** BEGIN **

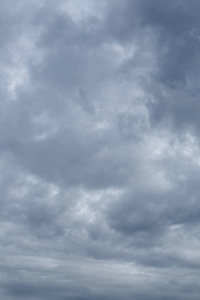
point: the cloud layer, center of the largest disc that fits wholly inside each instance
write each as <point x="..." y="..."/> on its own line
<point x="100" y="154"/>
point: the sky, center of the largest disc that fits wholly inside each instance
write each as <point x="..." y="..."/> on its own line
<point x="99" y="149"/>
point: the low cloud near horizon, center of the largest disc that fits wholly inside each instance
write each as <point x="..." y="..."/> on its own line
<point x="100" y="152"/>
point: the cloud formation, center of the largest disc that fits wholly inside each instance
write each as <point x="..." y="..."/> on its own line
<point x="100" y="162"/>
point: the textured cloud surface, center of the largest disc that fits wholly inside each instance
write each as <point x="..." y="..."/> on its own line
<point x="100" y="153"/>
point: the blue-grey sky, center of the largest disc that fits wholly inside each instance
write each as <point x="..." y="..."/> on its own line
<point x="99" y="149"/>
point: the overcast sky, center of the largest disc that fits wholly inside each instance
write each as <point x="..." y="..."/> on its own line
<point x="100" y="152"/>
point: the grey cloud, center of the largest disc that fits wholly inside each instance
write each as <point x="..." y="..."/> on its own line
<point x="99" y="149"/>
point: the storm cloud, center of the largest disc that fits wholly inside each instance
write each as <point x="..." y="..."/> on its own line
<point x="99" y="149"/>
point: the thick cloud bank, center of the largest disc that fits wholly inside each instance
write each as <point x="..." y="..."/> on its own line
<point x="100" y="153"/>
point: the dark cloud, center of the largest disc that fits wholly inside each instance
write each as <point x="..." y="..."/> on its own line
<point x="99" y="144"/>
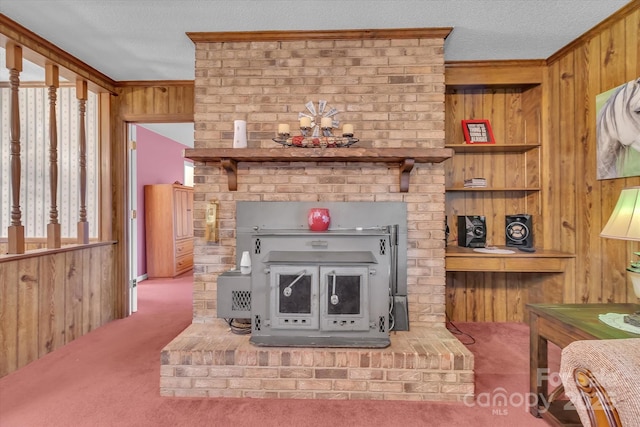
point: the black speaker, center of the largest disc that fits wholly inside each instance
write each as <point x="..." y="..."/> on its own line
<point x="472" y="231"/>
<point x="519" y="230"/>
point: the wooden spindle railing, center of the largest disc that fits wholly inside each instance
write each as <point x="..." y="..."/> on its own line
<point x="16" y="229"/>
<point x="83" y="225"/>
<point x="52" y="81"/>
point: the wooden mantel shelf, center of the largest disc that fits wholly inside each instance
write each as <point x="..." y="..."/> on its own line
<point x="404" y="157"/>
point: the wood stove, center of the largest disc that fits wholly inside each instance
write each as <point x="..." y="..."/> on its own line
<point x="338" y="288"/>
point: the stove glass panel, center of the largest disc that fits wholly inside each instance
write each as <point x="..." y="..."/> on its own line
<point x="343" y="294"/>
<point x="295" y="293"/>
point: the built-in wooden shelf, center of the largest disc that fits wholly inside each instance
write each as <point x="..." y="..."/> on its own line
<point x="492" y="148"/>
<point x="489" y="189"/>
<point x="540" y="261"/>
<point x="404" y="157"/>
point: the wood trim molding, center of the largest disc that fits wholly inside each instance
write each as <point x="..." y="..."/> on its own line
<point x="154" y="83"/>
<point x="40" y="52"/>
<point x="622" y="13"/>
<point x="499" y="72"/>
<point x="279" y="35"/>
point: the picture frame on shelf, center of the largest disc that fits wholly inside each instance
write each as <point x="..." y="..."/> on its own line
<point x="477" y="132"/>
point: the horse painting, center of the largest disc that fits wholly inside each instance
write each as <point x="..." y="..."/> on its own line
<point x="618" y="131"/>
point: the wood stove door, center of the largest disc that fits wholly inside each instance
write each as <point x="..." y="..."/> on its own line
<point x="294" y="297"/>
<point x="344" y="298"/>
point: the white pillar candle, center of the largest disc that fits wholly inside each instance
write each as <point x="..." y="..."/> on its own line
<point x="283" y="128"/>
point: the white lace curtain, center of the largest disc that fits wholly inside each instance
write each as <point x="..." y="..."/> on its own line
<point x="35" y="198"/>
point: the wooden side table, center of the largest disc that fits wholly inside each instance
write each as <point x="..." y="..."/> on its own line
<point x="563" y="324"/>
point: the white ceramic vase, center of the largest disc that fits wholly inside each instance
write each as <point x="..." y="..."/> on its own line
<point x="245" y="263"/>
<point x="635" y="280"/>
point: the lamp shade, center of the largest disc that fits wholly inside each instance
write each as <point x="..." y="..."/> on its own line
<point x="624" y="222"/>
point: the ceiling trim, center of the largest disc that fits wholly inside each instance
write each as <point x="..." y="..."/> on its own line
<point x="623" y="12"/>
<point x="40" y="52"/>
<point x="295" y="35"/>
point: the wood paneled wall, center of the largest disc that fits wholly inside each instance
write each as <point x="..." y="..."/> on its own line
<point x="572" y="206"/>
<point x="576" y="205"/>
<point x="50" y="300"/>
<point x="158" y="101"/>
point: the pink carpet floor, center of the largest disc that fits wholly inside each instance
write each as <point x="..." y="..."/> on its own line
<point x="110" y="377"/>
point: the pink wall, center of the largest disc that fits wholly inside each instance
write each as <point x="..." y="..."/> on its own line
<point x="159" y="161"/>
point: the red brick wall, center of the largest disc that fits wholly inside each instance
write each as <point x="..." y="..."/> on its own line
<point x="392" y="91"/>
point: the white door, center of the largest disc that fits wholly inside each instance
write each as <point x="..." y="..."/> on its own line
<point x="132" y="243"/>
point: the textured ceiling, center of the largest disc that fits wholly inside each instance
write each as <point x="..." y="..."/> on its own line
<point x="146" y="40"/>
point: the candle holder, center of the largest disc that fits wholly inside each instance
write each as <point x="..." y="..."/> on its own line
<point x="316" y="141"/>
<point x="316" y="129"/>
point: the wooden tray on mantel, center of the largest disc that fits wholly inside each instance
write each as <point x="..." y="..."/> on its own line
<point x="404" y="157"/>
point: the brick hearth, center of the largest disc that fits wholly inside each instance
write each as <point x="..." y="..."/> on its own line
<point x="390" y="86"/>
<point x="207" y="360"/>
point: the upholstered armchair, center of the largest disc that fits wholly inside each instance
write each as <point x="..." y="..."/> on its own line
<point x="602" y="380"/>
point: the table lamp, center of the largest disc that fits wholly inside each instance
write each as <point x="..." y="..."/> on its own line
<point x="624" y="224"/>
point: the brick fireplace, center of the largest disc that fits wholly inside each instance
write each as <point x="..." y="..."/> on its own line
<point x="390" y="85"/>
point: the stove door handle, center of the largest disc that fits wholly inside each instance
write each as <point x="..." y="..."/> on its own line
<point x="287" y="291"/>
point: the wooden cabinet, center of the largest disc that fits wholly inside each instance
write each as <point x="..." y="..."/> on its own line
<point x="169" y="229"/>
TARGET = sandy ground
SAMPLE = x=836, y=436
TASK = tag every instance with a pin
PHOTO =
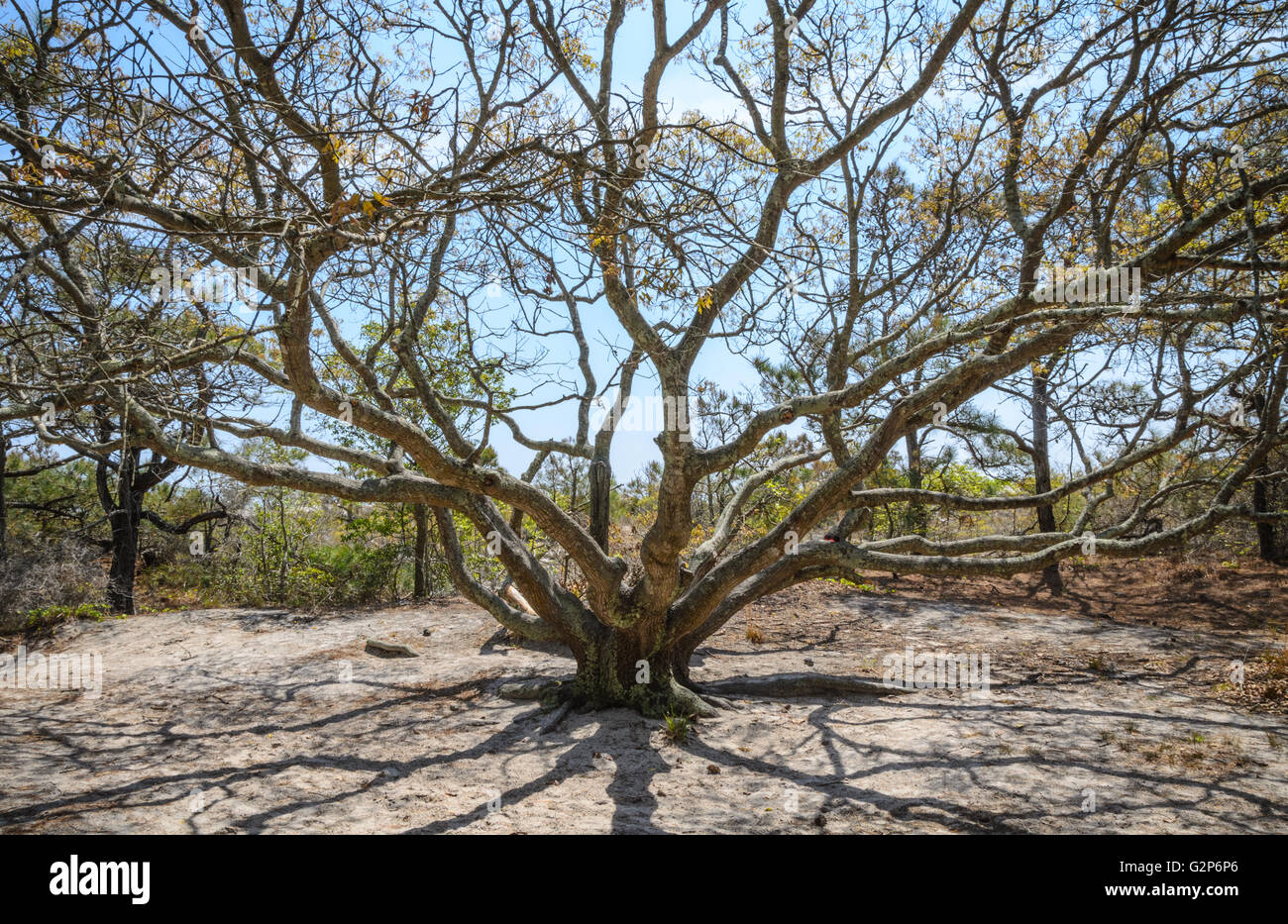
x=220, y=721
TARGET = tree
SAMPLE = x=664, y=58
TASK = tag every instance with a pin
x=876, y=229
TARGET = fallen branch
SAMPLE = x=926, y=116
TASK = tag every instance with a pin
x=787, y=686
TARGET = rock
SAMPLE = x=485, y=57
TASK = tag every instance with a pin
x=389, y=649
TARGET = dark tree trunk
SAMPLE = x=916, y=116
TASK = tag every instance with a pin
x=124, y=518
x=1042, y=471
x=4, y=502
x=915, y=510
x=1266, y=546
x=600, y=481
x=420, y=553
x=631, y=668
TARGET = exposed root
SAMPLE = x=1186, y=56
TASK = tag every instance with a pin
x=655, y=700
x=539, y=688
x=790, y=686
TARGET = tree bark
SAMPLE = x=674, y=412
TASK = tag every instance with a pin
x=124, y=518
x=420, y=553
x=1042, y=471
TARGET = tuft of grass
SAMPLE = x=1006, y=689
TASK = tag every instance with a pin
x=50, y=617
x=677, y=727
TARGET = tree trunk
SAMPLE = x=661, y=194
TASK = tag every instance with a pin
x=4, y=502
x=1266, y=545
x=600, y=482
x=630, y=668
x=124, y=518
x=1042, y=472
x=915, y=514
x=420, y=553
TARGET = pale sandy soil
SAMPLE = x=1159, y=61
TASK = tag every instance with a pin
x=220, y=721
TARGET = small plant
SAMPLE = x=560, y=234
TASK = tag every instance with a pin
x=677, y=727
x=50, y=617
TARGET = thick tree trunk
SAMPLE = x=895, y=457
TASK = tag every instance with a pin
x=4, y=502
x=420, y=553
x=125, y=553
x=1042, y=472
x=600, y=484
x=627, y=668
x=917, y=519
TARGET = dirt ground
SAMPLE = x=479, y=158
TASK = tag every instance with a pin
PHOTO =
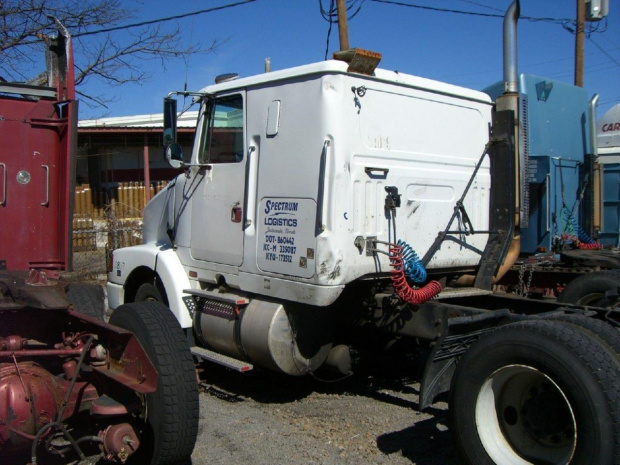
x=265, y=418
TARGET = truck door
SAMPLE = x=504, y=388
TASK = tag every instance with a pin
x=217, y=210
x=31, y=207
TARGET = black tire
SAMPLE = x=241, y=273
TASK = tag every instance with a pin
x=149, y=293
x=536, y=391
x=590, y=289
x=172, y=411
x=88, y=299
x=603, y=332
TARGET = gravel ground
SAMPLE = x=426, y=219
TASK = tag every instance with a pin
x=266, y=418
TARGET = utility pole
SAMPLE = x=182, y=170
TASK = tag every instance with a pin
x=579, y=37
x=343, y=28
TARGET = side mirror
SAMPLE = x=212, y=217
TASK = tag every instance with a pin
x=174, y=155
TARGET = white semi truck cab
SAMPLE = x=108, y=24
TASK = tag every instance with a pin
x=336, y=209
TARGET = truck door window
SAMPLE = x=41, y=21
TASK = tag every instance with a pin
x=223, y=132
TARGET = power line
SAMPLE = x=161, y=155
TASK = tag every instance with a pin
x=161, y=20
x=471, y=13
x=482, y=5
x=331, y=16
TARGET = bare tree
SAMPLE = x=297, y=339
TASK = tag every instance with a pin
x=113, y=57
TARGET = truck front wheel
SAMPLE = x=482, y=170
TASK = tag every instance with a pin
x=537, y=392
x=149, y=293
x=169, y=423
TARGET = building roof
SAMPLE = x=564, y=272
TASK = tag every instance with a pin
x=156, y=121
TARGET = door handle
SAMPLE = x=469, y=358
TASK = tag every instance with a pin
x=47, y=186
x=3, y=203
x=370, y=170
x=236, y=213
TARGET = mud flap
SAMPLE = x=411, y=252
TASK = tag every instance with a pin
x=457, y=336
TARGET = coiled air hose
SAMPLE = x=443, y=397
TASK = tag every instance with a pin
x=399, y=279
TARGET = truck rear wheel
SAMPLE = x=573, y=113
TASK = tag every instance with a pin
x=171, y=414
x=537, y=392
x=149, y=293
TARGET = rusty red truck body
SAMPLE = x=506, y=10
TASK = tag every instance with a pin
x=72, y=385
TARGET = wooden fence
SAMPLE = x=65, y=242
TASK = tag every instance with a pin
x=105, y=220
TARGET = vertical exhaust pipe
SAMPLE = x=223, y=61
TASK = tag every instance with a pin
x=510, y=101
x=510, y=47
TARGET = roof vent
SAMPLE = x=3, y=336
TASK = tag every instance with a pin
x=226, y=77
x=360, y=61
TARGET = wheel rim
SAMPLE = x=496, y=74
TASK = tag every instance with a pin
x=523, y=417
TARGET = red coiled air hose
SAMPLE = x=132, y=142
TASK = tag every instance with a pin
x=402, y=287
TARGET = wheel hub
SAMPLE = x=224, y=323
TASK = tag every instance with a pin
x=523, y=417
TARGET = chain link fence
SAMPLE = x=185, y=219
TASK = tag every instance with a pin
x=104, y=221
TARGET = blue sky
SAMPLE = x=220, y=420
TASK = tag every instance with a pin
x=454, y=48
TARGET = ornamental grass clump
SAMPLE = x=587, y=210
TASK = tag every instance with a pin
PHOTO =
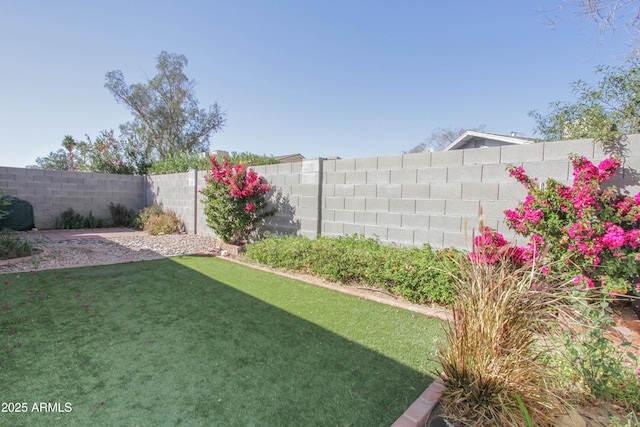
x=492, y=362
x=235, y=200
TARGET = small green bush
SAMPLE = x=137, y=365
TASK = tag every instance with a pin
x=144, y=214
x=418, y=274
x=13, y=247
x=121, y=216
x=69, y=220
x=164, y=223
x=92, y=222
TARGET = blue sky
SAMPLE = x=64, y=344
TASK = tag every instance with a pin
x=348, y=78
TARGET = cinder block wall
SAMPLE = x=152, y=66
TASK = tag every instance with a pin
x=53, y=192
x=412, y=199
x=176, y=192
x=438, y=198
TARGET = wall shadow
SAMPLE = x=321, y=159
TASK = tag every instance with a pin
x=168, y=345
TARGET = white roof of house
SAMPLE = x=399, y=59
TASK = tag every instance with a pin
x=471, y=134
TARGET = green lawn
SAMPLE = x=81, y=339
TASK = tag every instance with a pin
x=202, y=341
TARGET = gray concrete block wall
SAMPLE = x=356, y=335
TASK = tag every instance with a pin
x=440, y=198
x=178, y=193
x=297, y=202
x=53, y=192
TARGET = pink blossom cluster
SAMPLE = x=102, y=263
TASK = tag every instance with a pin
x=241, y=181
x=595, y=230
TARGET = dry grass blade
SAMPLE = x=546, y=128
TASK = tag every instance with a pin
x=493, y=351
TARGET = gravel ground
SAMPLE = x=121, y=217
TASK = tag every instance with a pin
x=83, y=252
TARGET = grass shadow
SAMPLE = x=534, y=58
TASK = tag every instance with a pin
x=164, y=343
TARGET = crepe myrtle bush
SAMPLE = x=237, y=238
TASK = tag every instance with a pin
x=235, y=200
x=591, y=231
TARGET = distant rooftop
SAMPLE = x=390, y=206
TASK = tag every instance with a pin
x=474, y=139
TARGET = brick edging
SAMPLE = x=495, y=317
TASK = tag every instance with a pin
x=418, y=413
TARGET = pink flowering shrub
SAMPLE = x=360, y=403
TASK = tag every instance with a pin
x=235, y=200
x=594, y=231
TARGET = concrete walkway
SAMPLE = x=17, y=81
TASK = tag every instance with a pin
x=89, y=234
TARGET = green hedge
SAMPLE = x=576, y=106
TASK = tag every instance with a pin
x=418, y=274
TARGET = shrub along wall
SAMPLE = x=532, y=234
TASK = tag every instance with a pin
x=409, y=199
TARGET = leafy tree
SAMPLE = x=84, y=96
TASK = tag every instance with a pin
x=441, y=138
x=606, y=112
x=167, y=119
x=105, y=154
x=609, y=16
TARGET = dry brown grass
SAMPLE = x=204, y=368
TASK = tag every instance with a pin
x=495, y=345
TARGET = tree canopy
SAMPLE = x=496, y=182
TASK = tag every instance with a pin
x=606, y=111
x=167, y=119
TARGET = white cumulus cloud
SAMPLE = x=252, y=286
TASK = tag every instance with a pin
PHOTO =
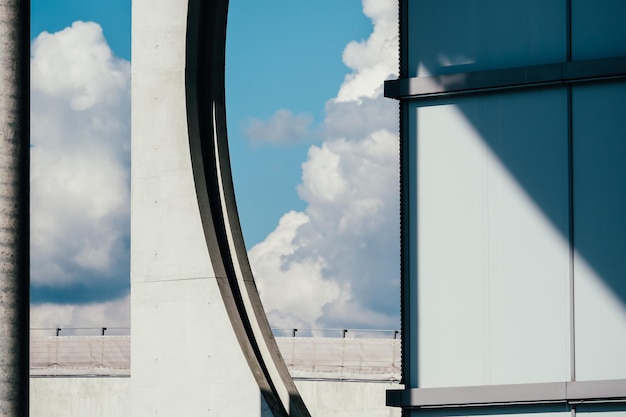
x=80, y=140
x=337, y=263
x=110, y=314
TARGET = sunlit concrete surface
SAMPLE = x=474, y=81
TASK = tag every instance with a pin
x=74, y=376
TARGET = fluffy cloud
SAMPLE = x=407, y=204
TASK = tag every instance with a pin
x=283, y=127
x=80, y=136
x=111, y=314
x=337, y=263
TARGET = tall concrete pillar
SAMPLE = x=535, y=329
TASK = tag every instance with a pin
x=14, y=207
x=201, y=344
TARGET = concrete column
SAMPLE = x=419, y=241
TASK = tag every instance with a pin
x=14, y=206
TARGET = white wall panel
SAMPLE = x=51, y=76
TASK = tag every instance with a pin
x=600, y=230
x=468, y=35
x=490, y=232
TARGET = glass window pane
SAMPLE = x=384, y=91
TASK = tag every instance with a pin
x=600, y=230
x=598, y=29
x=492, y=238
x=467, y=35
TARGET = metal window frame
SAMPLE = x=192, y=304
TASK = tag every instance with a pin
x=561, y=73
x=572, y=392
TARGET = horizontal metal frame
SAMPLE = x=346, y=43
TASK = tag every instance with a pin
x=499, y=395
x=519, y=77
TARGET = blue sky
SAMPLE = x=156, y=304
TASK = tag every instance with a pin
x=304, y=116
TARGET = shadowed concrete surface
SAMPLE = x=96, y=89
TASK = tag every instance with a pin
x=14, y=149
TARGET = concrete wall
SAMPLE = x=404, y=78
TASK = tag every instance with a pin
x=186, y=358
x=111, y=397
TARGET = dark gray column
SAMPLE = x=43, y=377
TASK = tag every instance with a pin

** END **

**Task details:** Reproduce the lines word for word, starting at the one holding "TARGET = sunlit concrete surface" and ending at the final line of the material above.

**Task output:**
TARGET = sunlit concrete surface
SAMPLE = x=474, y=81
TASK = tag every instance with a pin
x=74, y=376
TARGET = fluffy cloud
SAMPLE = x=407, y=204
TASK = tag every instance with a pin
x=283, y=127
x=80, y=136
x=111, y=314
x=337, y=263
TARGET = tall concrete pillar
SAMPLE = x=535, y=329
TASK = tag every instance with a pin
x=14, y=207
x=201, y=344
TARGET = concrete column
SAMPLE = x=419, y=241
TASK = tag every instance with a pin
x=14, y=206
TARGET = white wall panel
SAMPLE = x=51, y=76
TASK = tag every instance with a pin
x=600, y=230
x=468, y=35
x=490, y=232
TARGET = glass window pane
SAMPLE = x=384, y=91
TASK = tag every instance with a pin
x=600, y=230
x=598, y=29
x=492, y=238
x=467, y=35
TARGET = metal window frame
SAMPLE = x=192, y=304
TASK = tag every instance with a pin
x=561, y=73
x=572, y=392
TARGET = horizontal metal frame
SAMPLE = x=346, y=43
TASK = tag every instance with a pin
x=499, y=395
x=519, y=77
TARGET = blue sky
SAMPLE = x=156, y=304
TASK = tag every instance with a pin
x=304, y=116
TARGET = shadowed concrete surface
SAMPLE = x=96, y=89
TASK = tag every instance with a pin
x=14, y=149
TARGET = concrete wall
SAMPLE = x=404, y=78
TASK = tag every instance with a pin
x=186, y=358
x=111, y=397
TARGET = dark gray column
SAMPLE = x=43, y=377
TASK = tag every instance with a pin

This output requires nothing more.